**What is asked**
Rewrite the entries as a numbered list with no blank lines. Begin at the line that has "out the overcast" and stop after the line that has "270,156,305,174".

[Box-labeled dataset extracts]

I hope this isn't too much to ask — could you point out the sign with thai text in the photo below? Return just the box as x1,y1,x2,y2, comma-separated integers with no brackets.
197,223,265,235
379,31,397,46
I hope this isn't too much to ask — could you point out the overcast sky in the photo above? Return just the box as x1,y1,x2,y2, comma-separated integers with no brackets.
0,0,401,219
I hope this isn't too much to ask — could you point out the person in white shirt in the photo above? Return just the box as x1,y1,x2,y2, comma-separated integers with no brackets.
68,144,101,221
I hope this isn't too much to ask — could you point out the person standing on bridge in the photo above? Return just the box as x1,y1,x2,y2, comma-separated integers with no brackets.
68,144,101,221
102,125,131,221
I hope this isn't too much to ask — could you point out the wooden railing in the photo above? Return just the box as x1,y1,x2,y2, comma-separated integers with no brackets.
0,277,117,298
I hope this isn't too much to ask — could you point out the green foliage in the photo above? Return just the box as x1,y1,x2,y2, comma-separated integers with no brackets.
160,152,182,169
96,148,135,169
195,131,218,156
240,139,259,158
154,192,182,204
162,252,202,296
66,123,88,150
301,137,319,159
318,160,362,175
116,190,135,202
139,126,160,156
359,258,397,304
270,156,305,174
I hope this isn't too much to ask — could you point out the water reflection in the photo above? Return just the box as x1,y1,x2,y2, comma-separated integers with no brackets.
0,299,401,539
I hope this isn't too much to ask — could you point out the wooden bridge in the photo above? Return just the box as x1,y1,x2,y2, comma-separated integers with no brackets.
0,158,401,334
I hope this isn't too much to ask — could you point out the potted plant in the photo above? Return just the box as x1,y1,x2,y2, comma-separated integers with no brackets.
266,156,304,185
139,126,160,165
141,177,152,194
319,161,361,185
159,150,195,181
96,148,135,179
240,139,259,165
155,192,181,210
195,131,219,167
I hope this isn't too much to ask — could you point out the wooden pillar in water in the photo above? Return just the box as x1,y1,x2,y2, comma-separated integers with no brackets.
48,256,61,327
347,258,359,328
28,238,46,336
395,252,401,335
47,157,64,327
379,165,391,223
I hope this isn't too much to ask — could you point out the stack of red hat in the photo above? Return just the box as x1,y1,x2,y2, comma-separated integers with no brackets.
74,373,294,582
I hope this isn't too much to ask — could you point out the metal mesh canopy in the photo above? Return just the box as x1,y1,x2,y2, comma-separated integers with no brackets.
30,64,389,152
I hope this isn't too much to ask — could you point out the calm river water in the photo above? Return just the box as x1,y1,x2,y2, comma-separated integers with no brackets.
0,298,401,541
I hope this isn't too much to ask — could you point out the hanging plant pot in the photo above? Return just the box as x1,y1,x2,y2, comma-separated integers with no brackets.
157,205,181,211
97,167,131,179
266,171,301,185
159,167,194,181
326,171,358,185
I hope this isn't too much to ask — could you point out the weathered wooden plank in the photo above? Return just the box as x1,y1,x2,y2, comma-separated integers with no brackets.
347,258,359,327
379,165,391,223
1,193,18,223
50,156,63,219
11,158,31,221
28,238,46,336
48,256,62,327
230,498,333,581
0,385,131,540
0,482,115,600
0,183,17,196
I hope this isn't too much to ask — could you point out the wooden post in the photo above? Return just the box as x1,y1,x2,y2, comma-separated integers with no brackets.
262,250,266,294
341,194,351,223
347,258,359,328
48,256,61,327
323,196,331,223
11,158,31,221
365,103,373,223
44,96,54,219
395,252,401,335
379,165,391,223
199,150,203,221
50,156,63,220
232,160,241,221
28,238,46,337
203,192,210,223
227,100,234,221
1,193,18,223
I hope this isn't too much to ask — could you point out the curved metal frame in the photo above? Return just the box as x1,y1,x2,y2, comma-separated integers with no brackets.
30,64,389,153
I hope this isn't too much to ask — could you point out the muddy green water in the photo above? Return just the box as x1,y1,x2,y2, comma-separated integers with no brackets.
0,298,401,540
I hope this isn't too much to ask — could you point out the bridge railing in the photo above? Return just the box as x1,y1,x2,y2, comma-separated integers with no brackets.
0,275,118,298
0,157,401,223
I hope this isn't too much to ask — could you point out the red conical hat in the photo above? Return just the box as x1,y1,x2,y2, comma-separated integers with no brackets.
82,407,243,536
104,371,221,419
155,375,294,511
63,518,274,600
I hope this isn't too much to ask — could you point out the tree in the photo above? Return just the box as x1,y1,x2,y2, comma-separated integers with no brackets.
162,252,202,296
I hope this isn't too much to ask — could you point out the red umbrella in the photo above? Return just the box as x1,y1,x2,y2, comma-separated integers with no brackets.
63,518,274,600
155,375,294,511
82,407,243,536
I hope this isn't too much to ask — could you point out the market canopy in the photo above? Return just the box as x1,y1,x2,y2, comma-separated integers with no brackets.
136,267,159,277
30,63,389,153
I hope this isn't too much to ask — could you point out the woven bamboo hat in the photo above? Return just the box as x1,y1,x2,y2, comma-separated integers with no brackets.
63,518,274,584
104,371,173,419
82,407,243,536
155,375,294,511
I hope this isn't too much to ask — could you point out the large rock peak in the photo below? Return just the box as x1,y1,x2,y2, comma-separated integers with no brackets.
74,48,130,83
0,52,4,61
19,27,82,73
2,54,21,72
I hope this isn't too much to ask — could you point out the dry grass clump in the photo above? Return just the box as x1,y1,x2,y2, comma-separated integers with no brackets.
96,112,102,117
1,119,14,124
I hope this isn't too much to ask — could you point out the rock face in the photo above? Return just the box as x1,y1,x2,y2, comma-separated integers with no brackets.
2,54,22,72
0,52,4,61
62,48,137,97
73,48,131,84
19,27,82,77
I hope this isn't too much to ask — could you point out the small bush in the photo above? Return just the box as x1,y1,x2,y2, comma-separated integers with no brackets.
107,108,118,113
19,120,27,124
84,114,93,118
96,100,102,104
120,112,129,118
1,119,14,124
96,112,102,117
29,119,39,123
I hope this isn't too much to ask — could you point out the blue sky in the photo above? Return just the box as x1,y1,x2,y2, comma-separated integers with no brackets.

**Task output**
1. I hope this isn't too much to ask — could you point out the overcast sky in the photo above? Return just the box as x1,y1,x2,y2, comma-separated integers with no brackets.
2. 0,0,401,219
3. I hope this isn't too much to ask — could you point out the person in white shirt in the photo above? Return just the box as x1,y1,x2,y2, comma-separated integers with no brackets.
4. 68,144,101,221
5. I hope this isn't too much to ask — could you point out the person standing on bridge in the photo above? Return just the box as x1,y1,x2,y2, comma-separated integers with no brackets.
6. 68,144,101,221
7. 102,125,131,221
8. I hope this isn't too much to ask — could you point out the wooden railing in the photo above? Return just the box as x1,y1,x2,y2, comma-separated integers with no brackets.
9. 0,277,117,298
10. I hope this isn't too much to ask — could you point out the green foliage in the photo above? Return just the box as x1,y1,x2,y2, comma-separated integers with no brackets.
11. 160,152,182,169
12. 96,148,135,169
13. 195,131,218,156
14. 240,139,259,158
15. 154,192,182,204
16. 162,252,202,296
17. 66,123,88,150
18. 301,137,319,159
19. 318,160,362,175
20. 116,190,135,202
21. 139,126,160,156
22. 359,258,397,304
23. 270,156,305,174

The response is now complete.